### Input rows:
"""
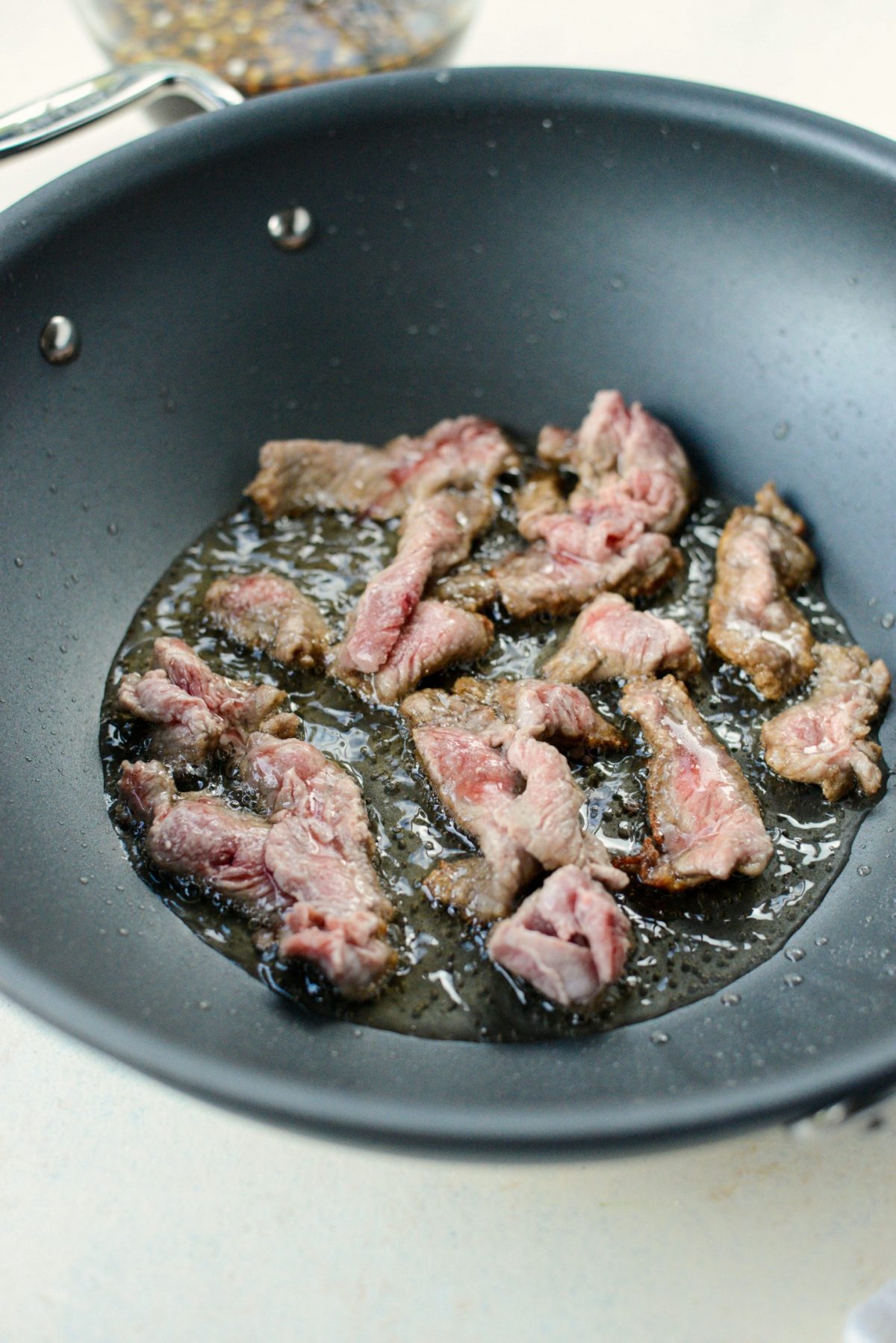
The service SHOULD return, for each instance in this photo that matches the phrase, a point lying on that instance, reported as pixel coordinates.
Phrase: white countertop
(132, 1213)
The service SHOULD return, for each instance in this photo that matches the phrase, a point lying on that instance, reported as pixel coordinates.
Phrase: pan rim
(573, 1126)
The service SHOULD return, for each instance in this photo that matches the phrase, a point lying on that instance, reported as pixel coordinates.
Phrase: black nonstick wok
(503, 242)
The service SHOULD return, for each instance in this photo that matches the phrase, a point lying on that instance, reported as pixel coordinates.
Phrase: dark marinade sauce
(687, 946)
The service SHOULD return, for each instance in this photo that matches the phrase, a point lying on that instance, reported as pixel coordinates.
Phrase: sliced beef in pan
(536, 580)
(753, 622)
(558, 713)
(610, 638)
(195, 710)
(435, 637)
(267, 611)
(300, 474)
(625, 459)
(437, 533)
(704, 818)
(568, 939)
(824, 739)
(305, 868)
(509, 791)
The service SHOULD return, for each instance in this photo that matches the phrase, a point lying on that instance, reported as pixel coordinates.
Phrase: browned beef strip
(753, 622)
(568, 939)
(824, 739)
(613, 532)
(469, 586)
(612, 639)
(558, 713)
(467, 453)
(511, 791)
(626, 461)
(437, 533)
(195, 710)
(536, 580)
(704, 818)
(435, 637)
(305, 869)
(267, 611)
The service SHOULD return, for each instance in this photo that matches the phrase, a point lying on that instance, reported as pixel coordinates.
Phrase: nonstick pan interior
(499, 242)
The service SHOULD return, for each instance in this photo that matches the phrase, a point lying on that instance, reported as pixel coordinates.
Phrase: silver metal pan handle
(111, 92)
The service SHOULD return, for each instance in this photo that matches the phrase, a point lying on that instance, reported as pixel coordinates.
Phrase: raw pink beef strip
(307, 866)
(435, 535)
(568, 939)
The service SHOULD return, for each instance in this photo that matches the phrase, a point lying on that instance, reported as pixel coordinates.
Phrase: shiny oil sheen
(687, 946)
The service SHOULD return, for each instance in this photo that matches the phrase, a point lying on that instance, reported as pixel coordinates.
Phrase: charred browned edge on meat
(264, 610)
(824, 739)
(307, 864)
(753, 622)
(610, 639)
(512, 791)
(494, 750)
(704, 817)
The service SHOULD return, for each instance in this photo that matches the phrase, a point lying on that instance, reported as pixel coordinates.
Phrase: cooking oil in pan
(687, 946)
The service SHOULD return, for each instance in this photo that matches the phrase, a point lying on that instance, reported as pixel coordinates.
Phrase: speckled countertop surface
(132, 1213)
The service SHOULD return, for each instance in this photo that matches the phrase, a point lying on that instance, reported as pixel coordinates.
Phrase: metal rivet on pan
(290, 229)
(60, 340)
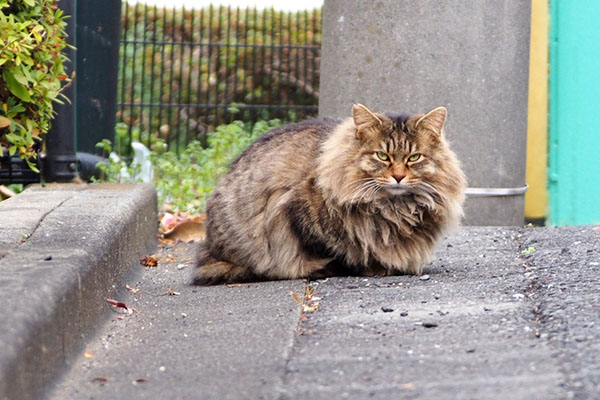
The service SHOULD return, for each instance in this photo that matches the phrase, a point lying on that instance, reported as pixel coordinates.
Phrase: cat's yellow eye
(414, 157)
(383, 156)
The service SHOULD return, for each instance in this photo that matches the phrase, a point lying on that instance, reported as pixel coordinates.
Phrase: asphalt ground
(501, 313)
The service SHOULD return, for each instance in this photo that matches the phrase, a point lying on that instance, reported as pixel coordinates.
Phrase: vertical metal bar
(143, 66)
(133, 81)
(180, 81)
(208, 67)
(227, 50)
(305, 48)
(256, 81)
(298, 67)
(190, 67)
(314, 77)
(171, 68)
(151, 128)
(290, 95)
(245, 74)
(235, 57)
(280, 73)
(263, 75)
(199, 82)
(218, 67)
(124, 60)
(274, 81)
(162, 71)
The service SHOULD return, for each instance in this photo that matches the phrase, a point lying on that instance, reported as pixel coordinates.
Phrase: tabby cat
(369, 195)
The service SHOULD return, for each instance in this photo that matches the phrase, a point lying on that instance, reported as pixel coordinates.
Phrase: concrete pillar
(470, 56)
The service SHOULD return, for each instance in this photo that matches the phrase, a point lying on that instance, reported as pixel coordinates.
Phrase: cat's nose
(398, 177)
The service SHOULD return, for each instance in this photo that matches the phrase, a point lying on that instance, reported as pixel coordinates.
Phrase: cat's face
(398, 155)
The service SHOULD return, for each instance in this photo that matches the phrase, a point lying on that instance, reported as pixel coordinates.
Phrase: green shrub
(186, 180)
(32, 37)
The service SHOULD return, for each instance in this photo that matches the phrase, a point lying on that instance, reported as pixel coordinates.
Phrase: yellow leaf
(4, 122)
(307, 308)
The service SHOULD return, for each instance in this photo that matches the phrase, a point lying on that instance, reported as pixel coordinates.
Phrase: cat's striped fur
(320, 197)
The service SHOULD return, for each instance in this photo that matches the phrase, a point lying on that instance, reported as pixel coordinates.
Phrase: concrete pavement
(474, 328)
(501, 313)
(63, 250)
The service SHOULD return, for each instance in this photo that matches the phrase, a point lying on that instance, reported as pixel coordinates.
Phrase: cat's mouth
(397, 189)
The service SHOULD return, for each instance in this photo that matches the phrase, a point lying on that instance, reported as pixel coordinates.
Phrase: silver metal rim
(496, 192)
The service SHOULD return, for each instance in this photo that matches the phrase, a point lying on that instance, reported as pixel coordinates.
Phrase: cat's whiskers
(363, 188)
(370, 193)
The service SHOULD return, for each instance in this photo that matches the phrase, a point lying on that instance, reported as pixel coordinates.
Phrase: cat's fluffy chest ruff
(373, 193)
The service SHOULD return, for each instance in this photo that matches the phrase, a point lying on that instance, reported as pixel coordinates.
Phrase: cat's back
(284, 154)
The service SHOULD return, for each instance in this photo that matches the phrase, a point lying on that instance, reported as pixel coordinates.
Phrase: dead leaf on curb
(120, 305)
(149, 261)
(304, 302)
(187, 231)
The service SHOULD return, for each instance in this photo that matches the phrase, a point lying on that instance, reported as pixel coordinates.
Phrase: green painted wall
(574, 162)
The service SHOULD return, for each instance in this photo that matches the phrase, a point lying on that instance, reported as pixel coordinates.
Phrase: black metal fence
(182, 72)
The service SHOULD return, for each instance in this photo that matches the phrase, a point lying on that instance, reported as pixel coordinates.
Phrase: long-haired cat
(370, 195)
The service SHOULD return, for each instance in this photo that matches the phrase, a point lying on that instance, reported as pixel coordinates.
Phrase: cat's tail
(211, 271)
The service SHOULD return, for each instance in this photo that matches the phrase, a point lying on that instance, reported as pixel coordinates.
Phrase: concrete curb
(64, 249)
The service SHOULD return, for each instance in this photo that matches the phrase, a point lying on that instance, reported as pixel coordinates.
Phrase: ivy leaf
(15, 87)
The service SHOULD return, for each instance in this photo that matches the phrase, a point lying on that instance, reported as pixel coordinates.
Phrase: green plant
(32, 37)
(185, 181)
(245, 59)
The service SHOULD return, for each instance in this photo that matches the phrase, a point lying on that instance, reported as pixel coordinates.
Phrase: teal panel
(574, 162)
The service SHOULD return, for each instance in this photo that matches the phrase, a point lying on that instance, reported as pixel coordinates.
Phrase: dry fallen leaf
(149, 261)
(132, 290)
(187, 231)
(296, 297)
(311, 308)
(119, 304)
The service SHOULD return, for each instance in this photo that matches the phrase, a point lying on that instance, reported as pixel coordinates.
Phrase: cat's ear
(433, 121)
(364, 120)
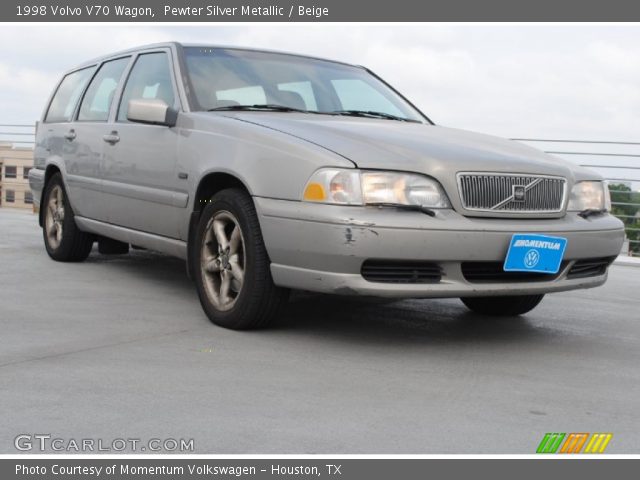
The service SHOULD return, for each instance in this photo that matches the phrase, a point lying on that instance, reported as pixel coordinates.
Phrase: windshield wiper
(263, 106)
(371, 114)
(403, 206)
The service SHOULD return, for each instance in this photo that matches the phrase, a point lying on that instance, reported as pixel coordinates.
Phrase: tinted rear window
(67, 95)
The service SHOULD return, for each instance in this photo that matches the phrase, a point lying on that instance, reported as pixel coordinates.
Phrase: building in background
(15, 163)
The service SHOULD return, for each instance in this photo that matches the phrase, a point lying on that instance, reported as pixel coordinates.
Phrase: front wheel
(503, 306)
(232, 268)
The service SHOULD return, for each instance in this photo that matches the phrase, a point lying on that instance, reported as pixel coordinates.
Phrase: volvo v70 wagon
(269, 171)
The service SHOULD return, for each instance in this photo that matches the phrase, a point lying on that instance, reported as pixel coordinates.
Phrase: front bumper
(322, 248)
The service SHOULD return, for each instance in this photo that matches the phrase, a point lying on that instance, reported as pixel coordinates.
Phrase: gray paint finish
(144, 186)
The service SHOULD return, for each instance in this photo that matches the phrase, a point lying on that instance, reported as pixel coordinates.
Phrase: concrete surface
(118, 347)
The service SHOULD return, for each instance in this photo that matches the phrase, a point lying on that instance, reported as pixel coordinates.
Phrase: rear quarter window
(67, 95)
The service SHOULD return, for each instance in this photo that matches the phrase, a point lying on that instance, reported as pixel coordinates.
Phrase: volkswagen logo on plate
(531, 258)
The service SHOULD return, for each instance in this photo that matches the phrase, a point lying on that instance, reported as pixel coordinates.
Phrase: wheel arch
(49, 172)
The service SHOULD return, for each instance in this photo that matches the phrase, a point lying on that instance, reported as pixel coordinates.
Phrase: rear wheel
(503, 306)
(232, 268)
(63, 240)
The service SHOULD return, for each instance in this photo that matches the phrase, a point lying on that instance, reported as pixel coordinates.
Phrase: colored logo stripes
(573, 443)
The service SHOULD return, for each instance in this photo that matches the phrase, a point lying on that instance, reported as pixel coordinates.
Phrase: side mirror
(152, 110)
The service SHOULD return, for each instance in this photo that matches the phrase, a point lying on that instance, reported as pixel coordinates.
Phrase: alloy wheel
(223, 260)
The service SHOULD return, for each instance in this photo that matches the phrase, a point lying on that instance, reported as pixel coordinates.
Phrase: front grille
(401, 271)
(492, 272)
(590, 267)
(506, 193)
"""
### What you will do:
List every line in the entries above that contains the word "concrete".

### Written response:
Phrase: concrete pillar
Phrase: concrete pavement
Phrase: concrete curb
Phrase: concrete surface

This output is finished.